• [THE TASK] Lines outside the range are not wanted. Give again exactly the lines between the line holding "Provide the mask of every instance of the **black" and the line holding "task: outline the **stethoscope chest piece**", inclusive, from the listing below.

• [DATA FOR PROCESSING]
····················
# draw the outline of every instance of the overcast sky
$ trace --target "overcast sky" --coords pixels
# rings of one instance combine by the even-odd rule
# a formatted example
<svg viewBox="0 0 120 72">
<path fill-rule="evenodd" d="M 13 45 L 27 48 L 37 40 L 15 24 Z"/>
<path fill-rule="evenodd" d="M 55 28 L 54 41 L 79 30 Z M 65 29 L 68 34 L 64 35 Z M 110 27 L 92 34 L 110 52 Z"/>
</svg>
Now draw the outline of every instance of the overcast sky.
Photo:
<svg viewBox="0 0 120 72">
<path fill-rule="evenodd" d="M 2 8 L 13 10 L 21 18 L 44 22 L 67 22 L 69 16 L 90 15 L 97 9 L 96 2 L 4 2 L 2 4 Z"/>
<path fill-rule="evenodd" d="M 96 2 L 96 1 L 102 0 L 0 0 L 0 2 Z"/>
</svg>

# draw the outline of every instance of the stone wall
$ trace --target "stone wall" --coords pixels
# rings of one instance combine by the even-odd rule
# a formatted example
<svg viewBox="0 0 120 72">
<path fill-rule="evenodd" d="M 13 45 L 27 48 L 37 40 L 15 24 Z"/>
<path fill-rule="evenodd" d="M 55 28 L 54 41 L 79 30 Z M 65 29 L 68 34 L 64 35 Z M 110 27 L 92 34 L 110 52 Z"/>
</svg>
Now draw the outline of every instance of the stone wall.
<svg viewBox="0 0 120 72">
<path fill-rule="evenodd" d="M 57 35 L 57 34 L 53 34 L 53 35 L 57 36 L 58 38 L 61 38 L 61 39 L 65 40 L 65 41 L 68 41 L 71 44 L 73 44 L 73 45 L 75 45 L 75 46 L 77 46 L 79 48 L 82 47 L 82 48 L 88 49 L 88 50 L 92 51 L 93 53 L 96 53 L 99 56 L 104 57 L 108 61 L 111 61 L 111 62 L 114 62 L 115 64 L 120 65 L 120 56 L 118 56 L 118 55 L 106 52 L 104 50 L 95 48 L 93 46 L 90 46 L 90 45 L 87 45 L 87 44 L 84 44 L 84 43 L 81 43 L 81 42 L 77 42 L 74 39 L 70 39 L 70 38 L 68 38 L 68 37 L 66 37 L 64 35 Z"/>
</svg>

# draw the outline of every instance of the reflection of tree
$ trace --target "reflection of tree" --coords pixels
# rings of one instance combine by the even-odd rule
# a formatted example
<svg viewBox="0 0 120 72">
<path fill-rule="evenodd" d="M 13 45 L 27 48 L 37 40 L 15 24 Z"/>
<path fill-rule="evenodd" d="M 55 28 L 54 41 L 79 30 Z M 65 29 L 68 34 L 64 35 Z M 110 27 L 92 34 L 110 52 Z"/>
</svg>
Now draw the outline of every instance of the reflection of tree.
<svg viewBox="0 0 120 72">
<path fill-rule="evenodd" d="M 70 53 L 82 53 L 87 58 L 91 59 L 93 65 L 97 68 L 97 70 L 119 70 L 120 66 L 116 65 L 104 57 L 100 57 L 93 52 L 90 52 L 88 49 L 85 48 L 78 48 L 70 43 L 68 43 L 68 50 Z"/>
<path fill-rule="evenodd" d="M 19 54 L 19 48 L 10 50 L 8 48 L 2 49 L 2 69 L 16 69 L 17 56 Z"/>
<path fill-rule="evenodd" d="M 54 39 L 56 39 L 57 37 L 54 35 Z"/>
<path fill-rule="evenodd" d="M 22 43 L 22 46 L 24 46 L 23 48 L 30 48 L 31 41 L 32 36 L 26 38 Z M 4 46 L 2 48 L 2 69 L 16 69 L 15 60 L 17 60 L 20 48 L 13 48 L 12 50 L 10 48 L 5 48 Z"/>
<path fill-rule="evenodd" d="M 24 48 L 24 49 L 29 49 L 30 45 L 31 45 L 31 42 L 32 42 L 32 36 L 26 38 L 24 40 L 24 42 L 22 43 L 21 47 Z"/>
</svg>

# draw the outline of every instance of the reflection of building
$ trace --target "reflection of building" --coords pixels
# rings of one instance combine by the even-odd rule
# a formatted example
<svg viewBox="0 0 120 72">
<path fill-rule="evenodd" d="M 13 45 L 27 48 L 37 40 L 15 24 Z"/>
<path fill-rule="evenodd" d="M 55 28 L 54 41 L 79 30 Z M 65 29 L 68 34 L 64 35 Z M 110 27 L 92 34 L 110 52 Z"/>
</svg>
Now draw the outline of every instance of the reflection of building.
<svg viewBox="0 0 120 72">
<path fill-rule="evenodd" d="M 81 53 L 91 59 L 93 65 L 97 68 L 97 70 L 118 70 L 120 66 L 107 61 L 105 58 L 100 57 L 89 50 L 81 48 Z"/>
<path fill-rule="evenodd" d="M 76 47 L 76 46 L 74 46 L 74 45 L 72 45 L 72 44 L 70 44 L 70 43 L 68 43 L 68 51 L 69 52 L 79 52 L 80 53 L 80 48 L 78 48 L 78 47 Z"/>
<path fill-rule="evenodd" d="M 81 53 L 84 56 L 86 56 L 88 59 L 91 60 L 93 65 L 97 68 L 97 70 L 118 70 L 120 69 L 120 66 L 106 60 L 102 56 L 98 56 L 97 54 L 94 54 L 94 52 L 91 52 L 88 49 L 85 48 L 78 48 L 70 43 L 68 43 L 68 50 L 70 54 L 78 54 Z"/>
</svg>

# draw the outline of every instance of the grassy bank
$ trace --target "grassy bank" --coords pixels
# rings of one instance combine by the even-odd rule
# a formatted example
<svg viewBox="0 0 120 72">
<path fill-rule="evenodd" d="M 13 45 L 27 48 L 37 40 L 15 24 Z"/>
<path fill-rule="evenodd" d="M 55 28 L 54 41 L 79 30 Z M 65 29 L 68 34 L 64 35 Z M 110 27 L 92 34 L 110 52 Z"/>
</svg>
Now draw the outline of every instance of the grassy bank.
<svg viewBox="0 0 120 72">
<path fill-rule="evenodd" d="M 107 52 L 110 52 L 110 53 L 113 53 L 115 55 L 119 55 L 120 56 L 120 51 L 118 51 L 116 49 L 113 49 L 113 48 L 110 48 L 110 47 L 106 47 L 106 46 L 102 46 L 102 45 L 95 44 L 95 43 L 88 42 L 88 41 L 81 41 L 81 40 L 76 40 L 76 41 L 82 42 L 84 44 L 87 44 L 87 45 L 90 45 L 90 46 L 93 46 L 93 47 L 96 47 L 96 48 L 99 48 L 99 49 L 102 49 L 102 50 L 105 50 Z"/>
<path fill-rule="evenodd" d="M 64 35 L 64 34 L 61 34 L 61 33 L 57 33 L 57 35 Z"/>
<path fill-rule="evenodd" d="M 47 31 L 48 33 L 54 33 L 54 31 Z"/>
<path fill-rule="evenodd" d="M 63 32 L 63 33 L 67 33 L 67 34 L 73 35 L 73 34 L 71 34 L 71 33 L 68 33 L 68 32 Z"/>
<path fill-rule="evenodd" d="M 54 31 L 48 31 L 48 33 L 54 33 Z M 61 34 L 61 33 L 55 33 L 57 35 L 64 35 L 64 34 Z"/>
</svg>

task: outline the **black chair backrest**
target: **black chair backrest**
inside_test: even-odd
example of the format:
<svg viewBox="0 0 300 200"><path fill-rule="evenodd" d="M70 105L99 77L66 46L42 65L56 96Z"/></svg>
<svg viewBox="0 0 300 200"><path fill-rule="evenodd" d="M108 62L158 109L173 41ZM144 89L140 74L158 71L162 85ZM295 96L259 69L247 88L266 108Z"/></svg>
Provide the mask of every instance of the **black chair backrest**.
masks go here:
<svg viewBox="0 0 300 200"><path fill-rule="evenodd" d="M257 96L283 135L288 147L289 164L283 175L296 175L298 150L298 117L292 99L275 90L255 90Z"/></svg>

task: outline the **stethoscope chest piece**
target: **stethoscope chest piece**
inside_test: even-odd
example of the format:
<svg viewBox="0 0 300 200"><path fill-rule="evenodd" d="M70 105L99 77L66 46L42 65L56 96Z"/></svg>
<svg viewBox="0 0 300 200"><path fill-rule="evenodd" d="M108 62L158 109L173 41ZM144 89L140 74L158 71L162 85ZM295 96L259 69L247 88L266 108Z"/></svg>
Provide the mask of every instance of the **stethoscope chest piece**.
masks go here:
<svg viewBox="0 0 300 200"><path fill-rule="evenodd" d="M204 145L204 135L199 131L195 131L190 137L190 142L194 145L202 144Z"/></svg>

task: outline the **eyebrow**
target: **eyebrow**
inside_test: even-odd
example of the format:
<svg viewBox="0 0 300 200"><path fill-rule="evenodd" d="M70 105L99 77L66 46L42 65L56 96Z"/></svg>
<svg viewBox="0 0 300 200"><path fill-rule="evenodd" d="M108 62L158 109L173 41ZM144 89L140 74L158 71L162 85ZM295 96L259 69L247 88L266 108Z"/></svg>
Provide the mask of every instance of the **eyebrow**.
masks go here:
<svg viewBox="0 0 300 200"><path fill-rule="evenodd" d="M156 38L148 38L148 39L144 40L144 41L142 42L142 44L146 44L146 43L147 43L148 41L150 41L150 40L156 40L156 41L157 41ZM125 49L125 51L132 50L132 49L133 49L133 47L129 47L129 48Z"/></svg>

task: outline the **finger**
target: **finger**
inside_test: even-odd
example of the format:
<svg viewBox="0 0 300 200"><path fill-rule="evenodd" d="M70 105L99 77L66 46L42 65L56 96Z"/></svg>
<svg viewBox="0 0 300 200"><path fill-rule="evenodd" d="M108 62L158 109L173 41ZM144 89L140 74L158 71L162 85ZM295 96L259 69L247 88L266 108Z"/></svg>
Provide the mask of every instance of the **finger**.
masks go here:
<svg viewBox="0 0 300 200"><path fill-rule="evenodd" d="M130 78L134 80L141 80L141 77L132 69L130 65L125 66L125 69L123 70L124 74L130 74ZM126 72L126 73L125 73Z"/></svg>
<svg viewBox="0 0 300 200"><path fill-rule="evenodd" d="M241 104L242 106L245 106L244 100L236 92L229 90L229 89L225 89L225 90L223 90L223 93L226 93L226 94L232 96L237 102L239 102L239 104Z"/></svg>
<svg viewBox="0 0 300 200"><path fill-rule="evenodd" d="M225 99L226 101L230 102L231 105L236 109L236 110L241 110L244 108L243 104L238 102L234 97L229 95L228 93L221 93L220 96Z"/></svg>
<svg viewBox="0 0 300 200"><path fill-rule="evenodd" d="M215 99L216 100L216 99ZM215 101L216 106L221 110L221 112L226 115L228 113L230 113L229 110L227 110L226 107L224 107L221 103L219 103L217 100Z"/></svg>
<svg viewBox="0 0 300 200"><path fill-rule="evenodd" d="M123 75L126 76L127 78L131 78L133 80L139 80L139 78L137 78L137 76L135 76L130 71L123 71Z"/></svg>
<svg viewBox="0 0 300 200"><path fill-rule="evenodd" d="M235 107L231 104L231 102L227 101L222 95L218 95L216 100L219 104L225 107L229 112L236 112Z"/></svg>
····················
• [WRITTEN RESPONSE]
Provide the mask of every instance of the **black chair backrest**.
masks go here:
<svg viewBox="0 0 300 200"><path fill-rule="evenodd" d="M257 96L283 135L288 147L289 164L283 175L296 175L298 150L298 117L292 99L275 90L255 90Z"/></svg>

task: outline the **stethoscope chest piece**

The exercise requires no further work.